WHAT NEEDS TO BE DONE
Render the whole listing below as a JSON array of strings, one string per line, skipping blank lines and leaving out the pictures.

______

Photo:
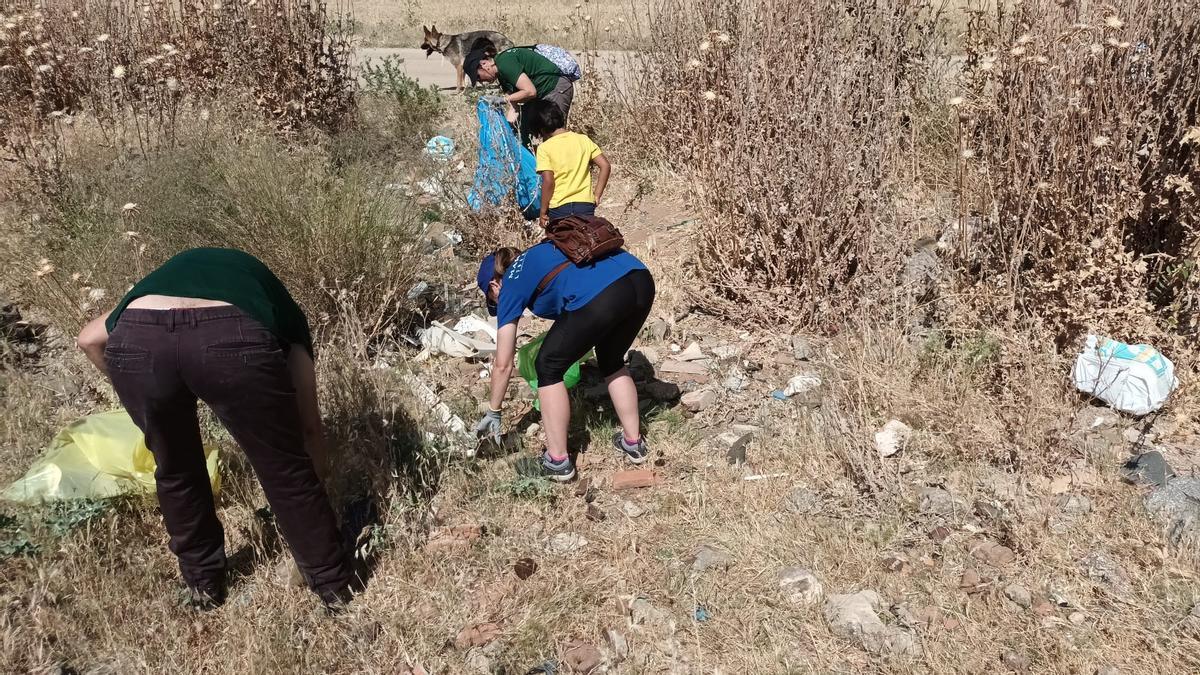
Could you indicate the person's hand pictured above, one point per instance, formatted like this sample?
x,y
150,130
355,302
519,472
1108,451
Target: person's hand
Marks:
x,y
490,425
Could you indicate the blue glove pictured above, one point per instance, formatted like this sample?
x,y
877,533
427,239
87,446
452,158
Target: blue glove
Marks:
x,y
490,425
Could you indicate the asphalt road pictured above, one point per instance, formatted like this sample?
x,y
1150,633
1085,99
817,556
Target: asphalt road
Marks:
x,y
438,71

______

WRITTEN ANSWER
[
  "Photo:",
  "Could you indicate the person's hand pictured above, one point per instance, formatted like this sample?",
  "x,y",
  "150,130",
  "355,302",
  "519,472",
  "1108,451",
  "Target: person's hand",
  "Marks:",
  "x,y",
  "490,425",
  "Could you indicate the blue glove pictured above, one point per instance, formatted like this sample?",
  "x,y",
  "877,533",
  "427,239",
  "87,446",
  "452,158",
  "Target: blue glove",
  "Marks:",
  "x,y",
  "490,425",
  "Could you indicate the asphalt road pictured above, one point per instance, formatted like this sample?",
  "x,y",
  "1150,633",
  "1085,99",
  "817,556",
  "Target: asphalt road",
  "Marks:",
  "x,y",
  "438,71"
]